--- begin ---

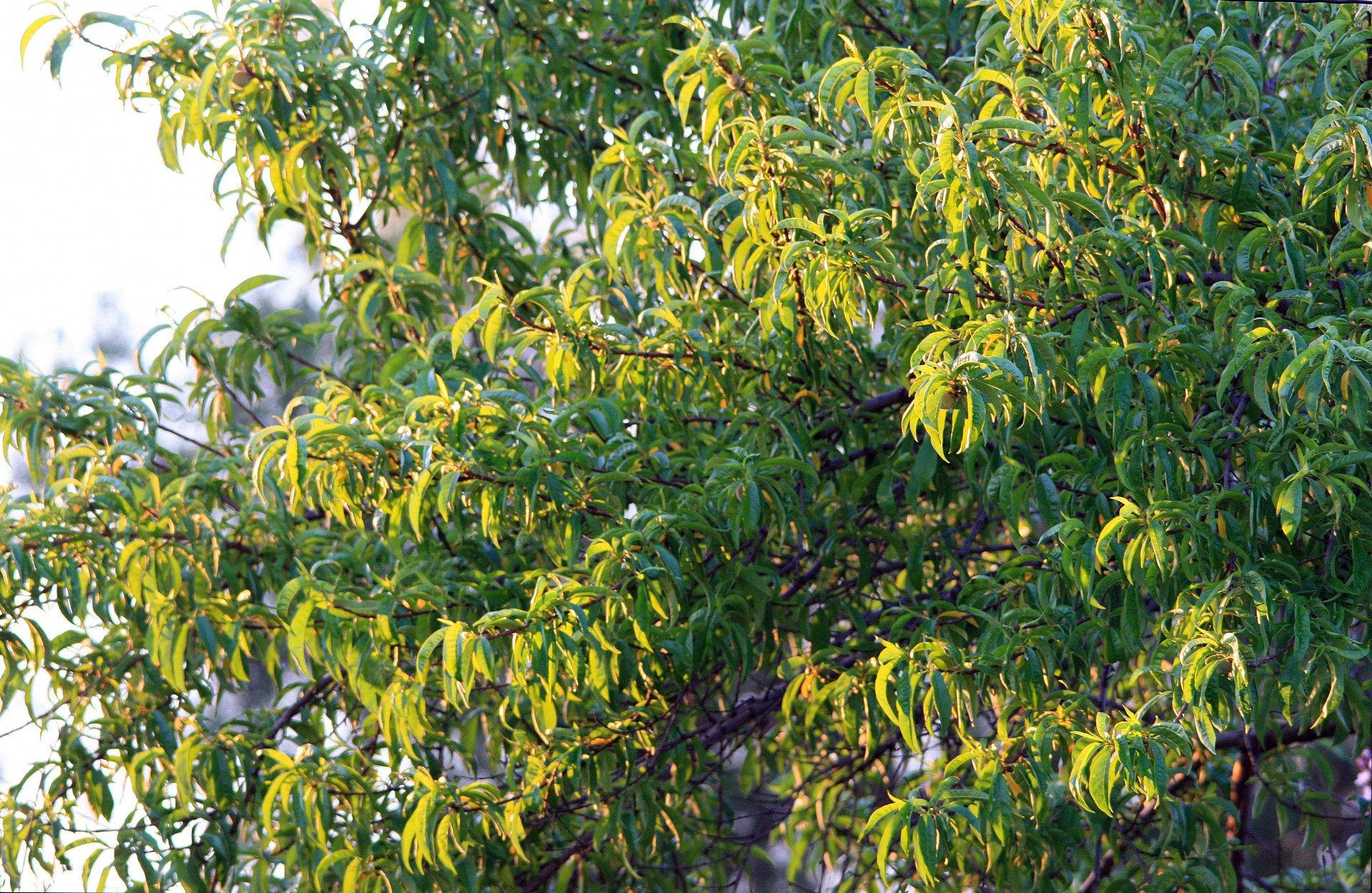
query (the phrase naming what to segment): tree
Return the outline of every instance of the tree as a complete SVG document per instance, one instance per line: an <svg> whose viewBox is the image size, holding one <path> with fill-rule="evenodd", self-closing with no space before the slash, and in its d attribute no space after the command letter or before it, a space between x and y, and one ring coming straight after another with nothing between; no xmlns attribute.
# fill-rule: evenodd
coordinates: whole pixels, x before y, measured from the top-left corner
<svg viewBox="0 0 1372 893"><path fill-rule="evenodd" d="M1367 882L1358 7L54 15L325 303L0 368L15 882Z"/></svg>

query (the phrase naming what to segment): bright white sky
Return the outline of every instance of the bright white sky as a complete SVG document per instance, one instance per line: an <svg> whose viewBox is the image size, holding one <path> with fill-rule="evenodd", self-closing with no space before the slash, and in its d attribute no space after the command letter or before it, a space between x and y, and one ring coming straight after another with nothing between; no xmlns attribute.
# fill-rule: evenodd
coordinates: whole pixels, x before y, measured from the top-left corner
<svg viewBox="0 0 1372 893"><path fill-rule="evenodd" d="M141 12L151 21L203 5L73 4L77 12ZM218 299L257 273L295 266L302 276L294 233L283 232L270 257L244 225L226 262L220 261L232 215L211 198L214 165L188 158L185 173L167 170L154 143L156 112L119 104L97 51L73 44L62 82L54 82L43 64L54 23L33 40L19 67L19 37L47 11L23 0L5 0L0 11L0 354L22 354L41 368L86 362L100 295L113 296L132 332L141 335L161 307L199 300L178 288ZM99 30L111 38L119 33Z"/></svg>
<svg viewBox="0 0 1372 893"><path fill-rule="evenodd" d="M74 16L100 10L156 23L211 3L73 0L71 8ZM375 8L375 0L347 3L358 18ZM305 285L298 232L279 232L268 254L246 222L226 261L220 259L232 213L211 198L214 165L187 158L185 173L167 170L154 141L156 112L119 104L97 51L73 45L55 84L43 64L54 23L29 45L21 69L19 37L48 11L0 1L0 355L22 355L44 369L93 359L102 295L114 299L136 340L159 321L162 307L184 310L200 300L182 288L218 300L258 273ZM5 476L0 457L0 481ZM15 719L11 711L0 727ZM0 785L16 781L44 749L37 735L0 741ZM29 889L38 889L33 882ZM78 890L80 877L59 877L51 889Z"/></svg>

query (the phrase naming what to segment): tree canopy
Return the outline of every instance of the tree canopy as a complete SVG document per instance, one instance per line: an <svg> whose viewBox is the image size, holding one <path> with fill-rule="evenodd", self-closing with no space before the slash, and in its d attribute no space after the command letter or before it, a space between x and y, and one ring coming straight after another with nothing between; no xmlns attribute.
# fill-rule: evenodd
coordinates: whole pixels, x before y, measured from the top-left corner
<svg viewBox="0 0 1372 893"><path fill-rule="evenodd" d="M11 883L1365 889L1360 10L55 7L322 305L0 362Z"/></svg>

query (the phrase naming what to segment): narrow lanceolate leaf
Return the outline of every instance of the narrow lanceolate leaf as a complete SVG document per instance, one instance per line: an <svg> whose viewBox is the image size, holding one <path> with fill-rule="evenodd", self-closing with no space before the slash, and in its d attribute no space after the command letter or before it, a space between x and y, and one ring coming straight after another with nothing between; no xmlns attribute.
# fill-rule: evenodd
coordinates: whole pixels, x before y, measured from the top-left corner
<svg viewBox="0 0 1372 893"><path fill-rule="evenodd" d="M11 886L1367 890L1354 5L204 5L19 29L310 281L0 359Z"/></svg>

--- end ---

- Task description -
Reproduce all of the entries above word for word, leaving out the picture.

- Response to the exercise -
query (the phrase naming what to segment): tree
Return the outline of every instance of the tree as a complete SVG document per instance, one instance per line: an <svg> whose viewBox is the image size, holding one <path> with fill-rule="evenodd", self-closing with no space before the slash, and in its d attribute no space after the command letter or before it, a space between x and y, and one ring coming straight after another with nothing between; no xmlns attribute.
# fill-rule: evenodd
coordinates: whole pixels, x before y, measured from the top-left corner
<svg viewBox="0 0 1372 893"><path fill-rule="evenodd" d="M1367 882L1358 7L54 15L325 303L0 368L15 882Z"/></svg>

query (the phrase naming what to segment): bright white sky
Return the outline of every instance of the bright white sky as a complete SVG document per instance, one instance per line: an <svg> whose viewBox is the image size, holding one <path> with fill-rule="evenodd", self-closing with no space before the slash, and in its d attribute no space after the command letter or before it, a space between x and y, and one ring coming straight after another with nothing between; no xmlns attribute.
# fill-rule: evenodd
coordinates: whole pixels, x before y, measured from the top-left corner
<svg viewBox="0 0 1372 893"><path fill-rule="evenodd" d="M141 12L151 21L203 5L73 4L77 12ZM218 299L257 273L295 266L302 276L294 233L283 232L270 257L244 225L226 262L220 261L232 215L211 198L214 165L188 158L185 173L167 170L154 143L156 112L119 104L97 51L73 44L62 82L54 82L43 64L54 23L33 40L19 67L19 37L47 11L23 0L5 0L0 11L0 354L22 354L41 368L86 362L100 295L113 296L132 332L141 335L161 307L199 300L178 288ZM99 30L111 38L119 33Z"/></svg>
<svg viewBox="0 0 1372 893"><path fill-rule="evenodd" d="M74 16L100 10L156 23L211 3L73 0L71 8ZM375 8L375 0L347 3L358 18ZM305 285L298 232L279 232L268 254L246 222L226 261L220 259L232 213L211 198L214 165L187 158L185 173L167 170L154 141L156 112L119 104L97 51L73 45L55 84L43 64L54 23L29 45L21 69L19 37L48 11L0 1L0 355L22 355L44 369L93 359L102 295L114 299L136 340L159 321L162 307L184 310L200 300L182 288L218 300L258 273ZM5 476L0 457L0 481ZM15 719L11 711L0 727ZM0 785L16 781L44 749L37 735L0 741ZM29 889L38 889L33 882ZM78 890L80 877L59 877L51 889Z"/></svg>

query (the phrase naming what to segment): tree canopy
Return the outline of every instance of the tree canopy as a complete SVG document per instance, one instance per line: an <svg> whose viewBox is the image size, holding one <path> with fill-rule="evenodd", self-closing with no space before the slash, and in its d attribute no space after the command letter or before it, a space between x and y, and one ring coming straight after another with nothing between; no xmlns attribute.
# fill-rule: evenodd
coordinates: whole pixels, x before y, measured from the top-left corner
<svg viewBox="0 0 1372 893"><path fill-rule="evenodd" d="M11 883L1365 889L1360 10L55 7L322 305L0 362Z"/></svg>

query (the phrase naming what to segment): narrow lanceolate leaf
Return the outline of every instance of the narrow lanceolate leaf as a complete SVG document per instance, one instance per line: an <svg> whose viewBox is the image size, holding one <path> with fill-rule="evenodd", self-closing with no space before the slash, and in its d attribute no space after the command letter or before it, a space between x and y, and one ring coming straight after another with nothing between; no xmlns attribute.
# fill-rule: evenodd
coordinates: whole pixels, x before y, measured from the top-left corner
<svg viewBox="0 0 1372 893"><path fill-rule="evenodd" d="M11 886L1367 890L1354 5L204 5L19 29L310 281L0 359Z"/></svg>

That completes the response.